▶ Short exercise
Please continue the piece on Saint Joseph below, writing what comes after its final sentence.

▶ Selection
BEGIN

Today, March 19, Holy Mother Church gives her children a treat amidst our regular Lenten practices. There are a couple of solemnities that usually fall on Lenten weekdays. One is the great Feast of the Annunciation on March 25. The other is today’s Feast of Saint Joseph, patron of the universal Church.

Many Christians do not avail themselves of the intercessions and help that this great Saint longs to provide them. Saint Thomas Aquinas said that the degree of assistance from God that a saint can provide for us is in direct proportion to the holiness of that saint. The words of James come to mind: “The prayer of a righteous person is powerful and effective” (Jas 5:16). The more righteous the pray-er, the more powerful the prayer.

Of course, by these standards, the most powerful intercessor in heaven is the great Mother of God. Saint Joseph, “Silent Knight, Holy Knight” that he is, is so often overlooked. As always, the proof is in the pudding, so why not try entrusting a difficult problem to Saint Joseph? Saint Teresa of Avila was a notable advocate of the practice: “Our Lord would have us understand that, as he was himself subject to (Saint Joseph) upon earth – for Saint Joseph, having the title of father, and being his guardian, could command him – so now in heaven (Jesus) performs all his petitions” (Life, 6).

Saint Joseph, Ora pro nobis.

How Old Was Saint Joseph? Part II

Now that we’ve looked briefly at the case for Saint Joseph as an older man in our last post, how about the other side of the argument? Is it possible that Saint Joseph was a younger man when he became the adoptive father of Jesus? Under this view, it would still be possible to hold the opinion that Joseph knew about Mary’s prior commitment to consecrated virginity, or (far more unlikely) that they were planning a “normal” marriage prior to Mary’s discovery of her unique vocation to be the Mother of the Messiah?

Here’s what St. Josemaria Escriva, who had a tremendous devotion to St. Joseph, said about the matter in a homily about St. Joseph in 1963:

“I don’t agree with the traditional picture of St Joseph as an old man, even though it may have been prompted by a desire to emphasise the perpetual virginity of Mary. I see him as a strong young man, perhaps a few years older than our Lady, but in the prime of his life and work…You don’t have to wait to be old or lifeless to practice the virtue of chastity. Purity comes from love; and the strength and gaiety of youth are no obstacle for noble love. Joseph had a young heart and a young body when he married Mary, when he learned of the mystery of her divine motherhood, when he lived in her company, respecting the integrity God wished to give the world as one more sign that he had come to share the life of his creatures. Anyone who cannot understand a love like that knows very little of true love and is a complete stranger to the christian meaning of chastity.”

I suppose an important question in this debate is this: How old is old? perhaps a type of “hybrid” view makes the best sense. For example, Joseph could have married Mary when he was about 25-30 years old (with Mary being, in all likelihood, no more than 16, according to the majority of New Testament scholars). Joseph would have still possessed a relatively “young body”, as St. Josemaria put it, able to withstand the rigors of the flight into Egypt and the journey back to Nazareth some time later. He would have been capable of working hard for many years and protecting Jesus and Mary, as well as providing for their necessities.

END

▶ Information provided

BEGIN

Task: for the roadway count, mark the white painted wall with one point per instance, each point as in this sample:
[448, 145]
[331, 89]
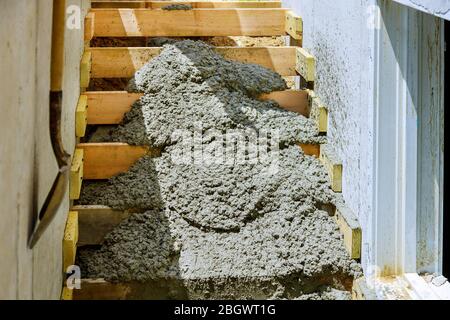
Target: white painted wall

END

▶ Reply to the exercise
The average life span of men in the first century in the Roman Empire was considerably less, however, than what we enjoy today. Thirty years later, when Jesus began his ministry, it is more than concievable that Joseph, approaching sixty, may have already passed away.

How Old Was Saint Joseph? Part I

The recent Solemnity of Saint Joseph on March 19 was a welcome feast within Lent – and we’ll have another one next week: the Annunciation. When contemplating Saint Joseph, one of the many interesting unanswered questions about him is this: How old was he? Was he an older man who served as a guardian to the Virgin, or was he younger and more robust? I’ll lay out the two competing views in the next couple of posts. First up: the view that he was older.

The Eastern wing of the Church has traditionally held that Saint Joseph was an older man, who betrothed and married Mary not for the purposes of romance, but protection – to be her legal guardian, as it were. The thinking here is that Mary had always planned on remaining a virgin dedicated to the service of God. Admittedly, this was a relatively rare position to take in Israel in the first century. But there are other examples, even in the same generation: Jesus himself (obviously), Saint Paul, and some of the Essenes, for starters. One could also add the prophetess Anna mentioned by Luke (2:36-38), who, although briefly married in her youth, lived out the rest of her days worshipping in the temple, consecrating herself to the Lord. She ostensibly could have sought remarriage, but didn’t. Mary may have been planning a similar life for herself.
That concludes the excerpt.